* What needs to be done
Convert the data below into a numbered list, one line per entry, and omit any blank lines.

* Input data
┌──

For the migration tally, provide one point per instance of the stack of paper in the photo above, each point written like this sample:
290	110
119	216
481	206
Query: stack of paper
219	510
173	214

└──

* Response
1. For the migration tally, provide one point per instance of the stack of paper in the photo above, each point written like this sample:
2. 290	110
3. 119	216
4. 481	206
5. Query: stack of paper
6. 219	510
7. 173	214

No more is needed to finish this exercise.